▸ **Exercise directions**: Word for word, transcribe all of the records.

▸ **Data for processing**:
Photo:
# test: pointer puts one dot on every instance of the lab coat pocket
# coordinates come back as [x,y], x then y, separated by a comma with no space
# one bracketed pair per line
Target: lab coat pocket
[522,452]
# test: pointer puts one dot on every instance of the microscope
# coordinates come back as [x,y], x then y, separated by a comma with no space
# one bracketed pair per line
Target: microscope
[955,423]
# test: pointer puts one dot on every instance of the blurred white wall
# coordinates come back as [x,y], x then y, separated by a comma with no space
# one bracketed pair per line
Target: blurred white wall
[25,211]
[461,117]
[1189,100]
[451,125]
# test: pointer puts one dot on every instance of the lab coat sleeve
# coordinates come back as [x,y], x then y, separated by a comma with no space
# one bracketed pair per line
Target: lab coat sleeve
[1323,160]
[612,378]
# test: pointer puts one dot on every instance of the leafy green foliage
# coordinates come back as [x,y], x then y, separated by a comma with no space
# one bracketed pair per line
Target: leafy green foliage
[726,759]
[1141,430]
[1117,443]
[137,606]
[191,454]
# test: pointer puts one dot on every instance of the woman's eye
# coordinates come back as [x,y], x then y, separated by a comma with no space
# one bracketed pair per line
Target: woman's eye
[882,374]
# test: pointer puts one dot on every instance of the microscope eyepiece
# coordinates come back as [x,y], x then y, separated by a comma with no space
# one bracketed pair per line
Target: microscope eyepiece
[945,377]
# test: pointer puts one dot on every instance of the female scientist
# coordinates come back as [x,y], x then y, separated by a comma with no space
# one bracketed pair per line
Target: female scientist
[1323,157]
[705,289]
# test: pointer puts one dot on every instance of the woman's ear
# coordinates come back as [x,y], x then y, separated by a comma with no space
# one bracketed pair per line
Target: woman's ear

▸ **Solution for this problem**:
Photo:
# test: pointer puts one dot on every instance of the lab coat pocket
# coordinates come back as [x,y], x then y, separated by a comma with no space
# one bracketed pair per line
Target: lab coat pocket
[522,452]
# test: pointer puts one dot on every instance of the microscope
# coordinates come back as [x,y], x then y, separated by a comma with no space
# one bracketed pair per line
Target: microscope
[955,423]
# test: pointer puts one dot on every instance of the blurred white wall
# coordinates come back as [x,y], x then y, separated by a comma with no space
# one bracketed pair per line
Target: blurred white wall
[25,211]
[461,117]
[1189,100]
[451,125]
# test: pointer puts one dot on every instance of the lab coat sleeve
# coordinates come back as [x,y], x then y, separated by a comma with no space
# one bracketed pair per line
Target: lab coat sleeve
[1323,160]
[612,378]
# test: pointer puts one dot on every instance of the leafy green foliage
# coordinates come back as [x,y], x then y, separated by a comma with no space
# one bracketed pair per line
Target: leafy green foliage
[726,759]
[1141,430]
[1117,443]
[137,606]
[191,454]
# test: pointer puts one dot on every instance of the woman's eye
# coordinates come back as [x,y], x then y, separated by a comma with no space
# one bracketed pair per line
Target: woman's eye
[882,374]
# test: pointer puts one dot on every instance of the microscope eyepiece
# coordinates come back as [x,y], x then y, separated by a comma with no space
# one bracketed pair per line
Target: microscope eyepiece
[945,377]
# test: pointer puts one dot on every instance of the female scientist
# coordinates come back as [x,y], x then y, separated by a comma with no space
# one bracketed pair per line
Target: female scientist
[1323,157]
[705,289]
# test: pointer puts one dot on every instance of the woman's ear
# coordinates come back as [x,y], x then y, separated by a comma with no space
# one bracketed pair per line
Target: woman's ear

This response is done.